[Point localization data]
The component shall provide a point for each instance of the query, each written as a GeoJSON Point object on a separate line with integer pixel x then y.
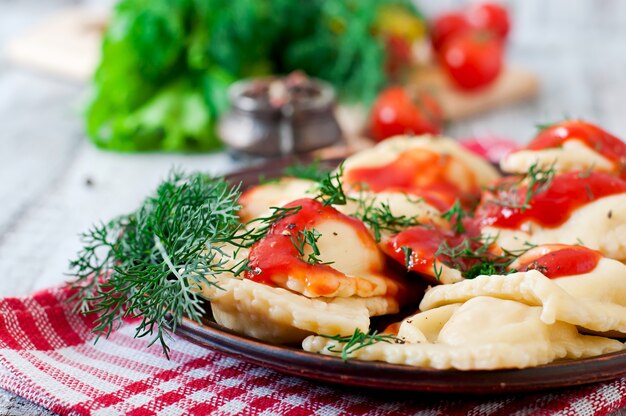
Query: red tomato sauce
{"type": "Point", "coordinates": [566, 261]}
{"type": "Point", "coordinates": [550, 208]}
{"type": "Point", "coordinates": [417, 172]}
{"type": "Point", "coordinates": [592, 136]}
{"type": "Point", "coordinates": [275, 257]}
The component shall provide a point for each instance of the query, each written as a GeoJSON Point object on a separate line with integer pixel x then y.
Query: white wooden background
{"type": "Point", "coordinates": [577, 47]}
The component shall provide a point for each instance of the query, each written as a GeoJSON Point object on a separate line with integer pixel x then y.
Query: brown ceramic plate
{"type": "Point", "coordinates": [294, 361]}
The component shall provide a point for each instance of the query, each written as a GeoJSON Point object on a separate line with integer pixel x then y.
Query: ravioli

> **Aim of the task**: When copying the data above, repeat every word exactly and drop the pictures.

> **Result for this task**:
The component shall provide a point for each instance of the query, each written as a GeoJSON Point object on a separate line with integer pixel x then y.
Query: red tomato sauce
{"type": "Point", "coordinates": [566, 261]}
{"type": "Point", "coordinates": [550, 208]}
{"type": "Point", "coordinates": [417, 172]}
{"type": "Point", "coordinates": [592, 136]}
{"type": "Point", "coordinates": [275, 257]}
The component shall provide a point for each instance of the query, each written as a GeoJSON Point object on a separate line with integer pixel x then y.
Query: white wooden background
{"type": "Point", "coordinates": [577, 47]}
The component shall provide a point for each instance of the query, each written as a GeoJSON Point object on a separate line with integer pixel x then y.
Query: brown ceramic plate
{"type": "Point", "coordinates": [294, 361]}
The component shall provide a point for each instance of the query, each written as a GeoJSON Point object on a separate line with integer pixel x then y.
Query: ravioli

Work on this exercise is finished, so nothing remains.